_What is being asked:_ Print each entry in full, word for word, with no pictures in the result.

□ □ □ □ □

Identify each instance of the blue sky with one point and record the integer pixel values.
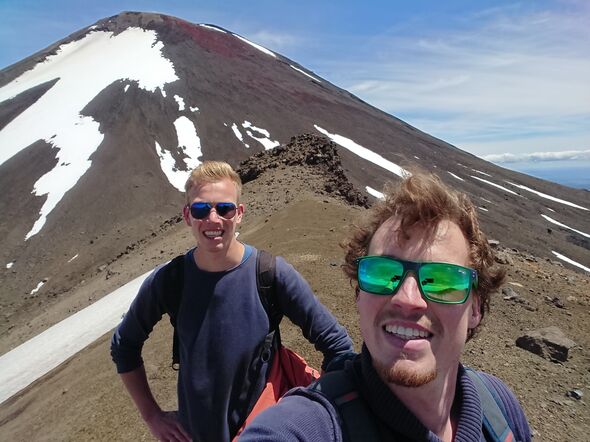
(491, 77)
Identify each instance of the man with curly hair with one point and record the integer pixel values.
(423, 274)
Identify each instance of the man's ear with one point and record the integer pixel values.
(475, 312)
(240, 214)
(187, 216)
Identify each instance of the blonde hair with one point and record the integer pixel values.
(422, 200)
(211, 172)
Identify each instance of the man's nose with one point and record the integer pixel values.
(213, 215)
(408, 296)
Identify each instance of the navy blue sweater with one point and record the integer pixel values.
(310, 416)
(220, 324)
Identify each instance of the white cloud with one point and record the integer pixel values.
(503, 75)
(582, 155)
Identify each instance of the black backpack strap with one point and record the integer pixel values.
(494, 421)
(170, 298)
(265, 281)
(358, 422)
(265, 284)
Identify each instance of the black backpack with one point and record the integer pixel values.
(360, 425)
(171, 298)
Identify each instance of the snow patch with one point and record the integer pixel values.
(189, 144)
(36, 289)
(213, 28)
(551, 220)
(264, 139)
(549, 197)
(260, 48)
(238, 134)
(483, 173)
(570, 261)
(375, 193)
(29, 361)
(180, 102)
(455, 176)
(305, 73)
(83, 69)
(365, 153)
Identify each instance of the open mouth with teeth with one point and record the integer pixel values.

□ □ □ □ □

_Your response:_
Identify each instance of the blue sky with one point and record the integer pixel values.
(491, 77)
Identify each instance of the man with curly hair with one point and record the integer pixel values.
(423, 274)
Identify each instance of the man's ear with one point and record the integer pixel values.
(475, 312)
(240, 214)
(187, 216)
Identify each instance of the blonde hair with one point and record the integer pixel values.
(422, 200)
(211, 172)
Identify each instance of the man's nose with one point and record the integer pixel values.
(213, 215)
(408, 296)
Identify each instance of the navy blue sweater with one point and record the integer pixel values.
(310, 416)
(220, 324)
Identify each instance of the white cloud with one point and record the integer pixel values.
(503, 75)
(582, 155)
Identify each instance of the black backpack strap with one point and record the integer pixel values.
(494, 421)
(170, 298)
(265, 281)
(358, 422)
(265, 284)
Identify each instance of the black backpack with one point and record the integer pixel values.
(360, 425)
(171, 298)
Identify each instance of the snow patch with one point and record the integer pixel values.
(189, 144)
(36, 289)
(213, 28)
(551, 220)
(264, 139)
(549, 197)
(260, 48)
(238, 134)
(483, 173)
(570, 261)
(375, 193)
(29, 361)
(180, 102)
(455, 176)
(305, 73)
(83, 69)
(365, 153)
Identify each instance of the open mouth with teeth with one point and record the integer pixel values.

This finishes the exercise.